TO DO - From the entries below, copy every line where the string "lamp" appears.

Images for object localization
▽

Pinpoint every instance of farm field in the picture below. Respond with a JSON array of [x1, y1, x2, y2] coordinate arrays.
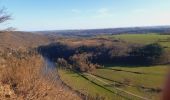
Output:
[[92, 65, 169, 99], [59, 65, 169, 100], [105, 34, 170, 49], [109, 34, 170, 44], [58, 69, 124, 100]]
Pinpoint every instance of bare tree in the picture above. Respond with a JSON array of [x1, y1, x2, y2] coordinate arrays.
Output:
[[0, 7, 11, 24], [0, 7, 14, 31]]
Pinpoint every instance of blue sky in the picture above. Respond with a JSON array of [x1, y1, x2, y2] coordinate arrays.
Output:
[[0, 0, 170, 31]]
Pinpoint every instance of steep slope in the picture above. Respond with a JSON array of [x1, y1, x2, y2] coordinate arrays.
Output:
[[0, 32, 82, 100]]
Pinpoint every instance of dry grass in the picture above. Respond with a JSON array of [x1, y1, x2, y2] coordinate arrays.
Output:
[[0, 50, 81, 100], [0, 31, 50, 50], [58, 37, 117, 48]]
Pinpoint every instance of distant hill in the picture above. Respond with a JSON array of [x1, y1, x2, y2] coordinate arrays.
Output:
[[0, 31, 49, 50], [36, 26, 170, 37], [1, 26, 170, 50]]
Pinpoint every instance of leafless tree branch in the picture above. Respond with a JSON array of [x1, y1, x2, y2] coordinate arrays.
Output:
[[0, 7, 11, 23]]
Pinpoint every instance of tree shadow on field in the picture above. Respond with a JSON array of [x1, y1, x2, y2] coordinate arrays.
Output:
[[102, 63, 151, 68]]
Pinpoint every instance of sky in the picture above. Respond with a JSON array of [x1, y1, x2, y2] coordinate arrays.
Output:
[[0, 0, 170, 31]]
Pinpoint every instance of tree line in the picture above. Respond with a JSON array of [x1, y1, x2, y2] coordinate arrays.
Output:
[[38, 42, 166, 72]]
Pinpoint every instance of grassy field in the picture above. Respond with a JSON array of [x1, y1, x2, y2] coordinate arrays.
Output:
[[92, 65, 169, 99], [109, 34, 170, 44], [106, 34, 170, 50], [59, 65, 168, 100], [58, 69, 125, 100], [93, 68, 163, 88]]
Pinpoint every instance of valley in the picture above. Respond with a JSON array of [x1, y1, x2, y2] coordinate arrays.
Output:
[[0, 30, 170, 100]]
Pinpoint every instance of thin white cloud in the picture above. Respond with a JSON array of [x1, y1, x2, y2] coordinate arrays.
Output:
[[122, 9, 170, 27], [94, 8, 113, 18], [98, 8, 112, 17], [98, 8, 109, 14], [133, 9, 147, 13], [71, 9, 81, 13]]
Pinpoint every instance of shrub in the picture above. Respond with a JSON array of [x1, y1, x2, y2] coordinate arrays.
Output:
[[70, 53, 96, 72], [0, 50, 81, 100], [57, 58, 72, 69]]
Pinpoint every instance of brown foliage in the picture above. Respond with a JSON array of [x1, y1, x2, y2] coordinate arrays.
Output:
[[70, 53, 97, 72], [57, 58, 72, 69], [0, 50, 81, 100]]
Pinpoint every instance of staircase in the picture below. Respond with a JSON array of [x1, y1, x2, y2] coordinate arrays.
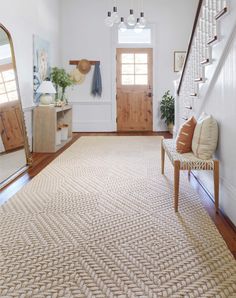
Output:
[[175, 0, 233, 133], [175, 0, 236, 226]]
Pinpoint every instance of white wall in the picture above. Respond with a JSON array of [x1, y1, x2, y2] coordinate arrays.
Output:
[[60, 0, 198, 132], [0, 0, 61, 146]]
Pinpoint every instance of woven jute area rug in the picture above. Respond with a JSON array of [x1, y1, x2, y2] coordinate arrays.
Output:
[[0, 136, 236, 297]]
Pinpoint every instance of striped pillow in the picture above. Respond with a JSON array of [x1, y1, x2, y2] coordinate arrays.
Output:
[[176, 116, 197, 153]]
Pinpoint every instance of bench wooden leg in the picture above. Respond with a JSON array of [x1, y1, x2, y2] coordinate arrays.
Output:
[[188, 169, 191, 181], [161, 140, 165, 175], [213, 160, 219, 213], [174, 160, 180, 212]]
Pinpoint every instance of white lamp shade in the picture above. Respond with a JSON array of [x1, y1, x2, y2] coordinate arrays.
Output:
[[36, 81, 56, 94]]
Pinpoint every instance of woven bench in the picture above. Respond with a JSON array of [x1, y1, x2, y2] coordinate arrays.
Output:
[[161, 138, 219, 213]]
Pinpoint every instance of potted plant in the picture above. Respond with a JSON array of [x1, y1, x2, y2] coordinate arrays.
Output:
[[51, 67, 74, 103], [160, 90, 175, 134]]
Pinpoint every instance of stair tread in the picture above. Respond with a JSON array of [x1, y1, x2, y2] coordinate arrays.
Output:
[[208, 36, 218, 45], [215, 7, 227, 20]]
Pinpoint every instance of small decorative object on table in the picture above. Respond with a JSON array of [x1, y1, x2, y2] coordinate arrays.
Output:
[[60, 124, 69, 141], [56, 128, 61, 146], [160, 90, 175, 134], [51, 67, 75, 103], [36, 80, 56, 105], [55, 100, 66, 107]]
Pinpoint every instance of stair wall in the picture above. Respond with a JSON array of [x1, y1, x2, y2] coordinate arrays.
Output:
[[176, 0, 236, 225]]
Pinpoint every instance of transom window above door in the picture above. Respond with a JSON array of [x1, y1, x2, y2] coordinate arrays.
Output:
[[121, 53, 148, 85]]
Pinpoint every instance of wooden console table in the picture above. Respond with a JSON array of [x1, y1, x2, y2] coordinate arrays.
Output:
[[33, 105, 72, 153]]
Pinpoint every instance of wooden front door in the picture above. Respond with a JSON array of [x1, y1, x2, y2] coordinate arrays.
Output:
[[0, 100, 24, 152], [116, 48, 153, 131]]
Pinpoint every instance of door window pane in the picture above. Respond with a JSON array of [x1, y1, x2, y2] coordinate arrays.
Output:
[[135, 54, 148, 63], [8, 91, 18, 101], [120, 51, 150, 86], [135, 75, 148, 85], [0, 83, 5, 94], [2, 69, 15, 81], [122, 64, 134, 75], [135, 64, 148, 75], [121, 54, 134, 64], [122, 75, 135, 85], [0, 93, 8, 103], [5, 80, 16, 92]]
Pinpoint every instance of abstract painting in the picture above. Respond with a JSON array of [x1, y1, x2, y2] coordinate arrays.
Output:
[[174, 51, 186, 72], [33, 35, 50, 103]]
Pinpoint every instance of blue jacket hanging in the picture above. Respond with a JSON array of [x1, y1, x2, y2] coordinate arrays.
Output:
[[92, 62, 102, 97]]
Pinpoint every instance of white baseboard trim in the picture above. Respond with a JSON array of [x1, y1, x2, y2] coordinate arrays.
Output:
[[73, 121, 115, 132], [23, 106, 35, 112], [193, 171, 236, 227]]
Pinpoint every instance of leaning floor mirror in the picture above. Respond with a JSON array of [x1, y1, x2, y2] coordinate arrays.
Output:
[[0, 24, 32, 190]]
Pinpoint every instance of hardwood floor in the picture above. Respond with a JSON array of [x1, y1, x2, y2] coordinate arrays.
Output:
[[0, 132, 235, 259]]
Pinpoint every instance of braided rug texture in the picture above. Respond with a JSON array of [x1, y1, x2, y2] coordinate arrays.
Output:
[[0, 136, 236, 298]]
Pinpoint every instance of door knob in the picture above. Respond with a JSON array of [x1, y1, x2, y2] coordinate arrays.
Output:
[[145, 92, 152, 97]]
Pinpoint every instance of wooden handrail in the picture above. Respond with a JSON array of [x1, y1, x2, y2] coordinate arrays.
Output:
[[177, 0, 203, 96]]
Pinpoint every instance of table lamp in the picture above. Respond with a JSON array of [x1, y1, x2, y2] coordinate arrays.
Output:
[[36, 80, 56, 105]]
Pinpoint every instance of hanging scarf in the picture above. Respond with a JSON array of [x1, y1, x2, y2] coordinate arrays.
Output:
[[91, 62, 102, 96]]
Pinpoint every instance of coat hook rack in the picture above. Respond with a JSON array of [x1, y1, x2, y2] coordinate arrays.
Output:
[[69, 60, 100, 66]]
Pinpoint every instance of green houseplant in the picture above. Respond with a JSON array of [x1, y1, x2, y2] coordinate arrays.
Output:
[[160, 90, 175, 134], [51, 67, 74, 103]]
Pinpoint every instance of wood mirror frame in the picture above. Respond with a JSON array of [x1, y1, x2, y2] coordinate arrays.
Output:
[[0, 23, 32, 189]]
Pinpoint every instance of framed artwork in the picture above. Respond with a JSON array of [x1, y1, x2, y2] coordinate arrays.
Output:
[[33, 35, 50, 103], [174, 51, 186, 72]]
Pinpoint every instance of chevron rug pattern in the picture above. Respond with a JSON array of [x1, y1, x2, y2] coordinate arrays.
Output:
[[0, 136, 236, 297]]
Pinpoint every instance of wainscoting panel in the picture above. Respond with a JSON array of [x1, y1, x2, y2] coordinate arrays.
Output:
[[71, 101, 115, 132]]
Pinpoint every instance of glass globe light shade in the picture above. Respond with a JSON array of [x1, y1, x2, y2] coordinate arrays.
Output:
[[104, 12, 114, 27], [111, 7, 120, 24], [134, 18, 143, 33], [118, 17, 127, 32], [127, 9, 136, 26], [139, 12, 147, 28]]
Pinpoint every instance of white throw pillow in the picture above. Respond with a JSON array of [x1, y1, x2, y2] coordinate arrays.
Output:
[[192, 113, 218, 160]]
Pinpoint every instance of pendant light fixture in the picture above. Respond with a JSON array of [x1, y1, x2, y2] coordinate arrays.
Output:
[[134, 18, 142, 33], [139, 12, 147, 28], [118, 17, 127, 32], [139, 0, 147, 28], [105, 0, 147, 32], [104, 11, 114, 27], [111, 6, 120, 24], [127, 9, 136, 27]]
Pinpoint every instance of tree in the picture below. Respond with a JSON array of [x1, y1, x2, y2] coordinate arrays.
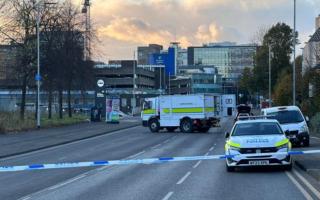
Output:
[[263, 23, 296, 87], [0, 0, 39, 120], [273, 72, 292, 106]]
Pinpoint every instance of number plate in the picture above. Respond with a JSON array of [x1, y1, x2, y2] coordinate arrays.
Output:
[[248, 160, 269, 165], [289, 135, 296, 139]]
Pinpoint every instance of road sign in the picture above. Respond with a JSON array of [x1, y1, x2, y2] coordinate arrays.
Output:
[[97, 79, 104, 87], [35, 74, 41, 81]]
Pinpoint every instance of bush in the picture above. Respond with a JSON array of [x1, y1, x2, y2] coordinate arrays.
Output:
[[310, 112, 320, 134]]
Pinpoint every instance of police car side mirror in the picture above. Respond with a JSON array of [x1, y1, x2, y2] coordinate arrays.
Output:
[[284, 130, 290, 137], [225, 132, 230, 138], [305, 116, 310, 123]]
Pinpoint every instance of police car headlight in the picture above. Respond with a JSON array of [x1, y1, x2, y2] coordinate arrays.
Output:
[[299, 124, 309, 133], [276, 143, 289, 150], [228, 146, 240, 152]]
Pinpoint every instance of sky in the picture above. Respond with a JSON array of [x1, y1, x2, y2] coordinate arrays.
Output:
[[74, 0, 320, 62]]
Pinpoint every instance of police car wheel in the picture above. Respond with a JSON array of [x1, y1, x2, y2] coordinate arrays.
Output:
[[226, 164, 235, 172], [284, 163, 292, 171], [149, 119, 160, 133], [303, 139, 310, 147]]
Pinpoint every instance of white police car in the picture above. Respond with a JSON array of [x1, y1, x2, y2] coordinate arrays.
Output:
[[225, 118, 292, 172]]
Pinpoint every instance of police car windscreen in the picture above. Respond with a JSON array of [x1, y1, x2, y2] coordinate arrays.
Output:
[[267, 110, 304, 124], [232, 122, 283, 136]]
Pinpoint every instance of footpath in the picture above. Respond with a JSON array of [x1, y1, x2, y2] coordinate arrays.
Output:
[[294, 133, 320, 182], [0, 117, 141, 159]]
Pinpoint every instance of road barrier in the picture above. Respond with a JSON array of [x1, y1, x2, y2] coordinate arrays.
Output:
[[1, 150, 320, 172]]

△

RESULT OF THIS TASK -
Pinpoint every instance of white lamp shade in the picture above. Respond with a JSON array of [x1, y1, x2, y2] coordinate arrays.
Pinpoint every instance of table lamp in the picture above. Respond with a JSON array of [x1, y1, x2, y2] coordinate arrays.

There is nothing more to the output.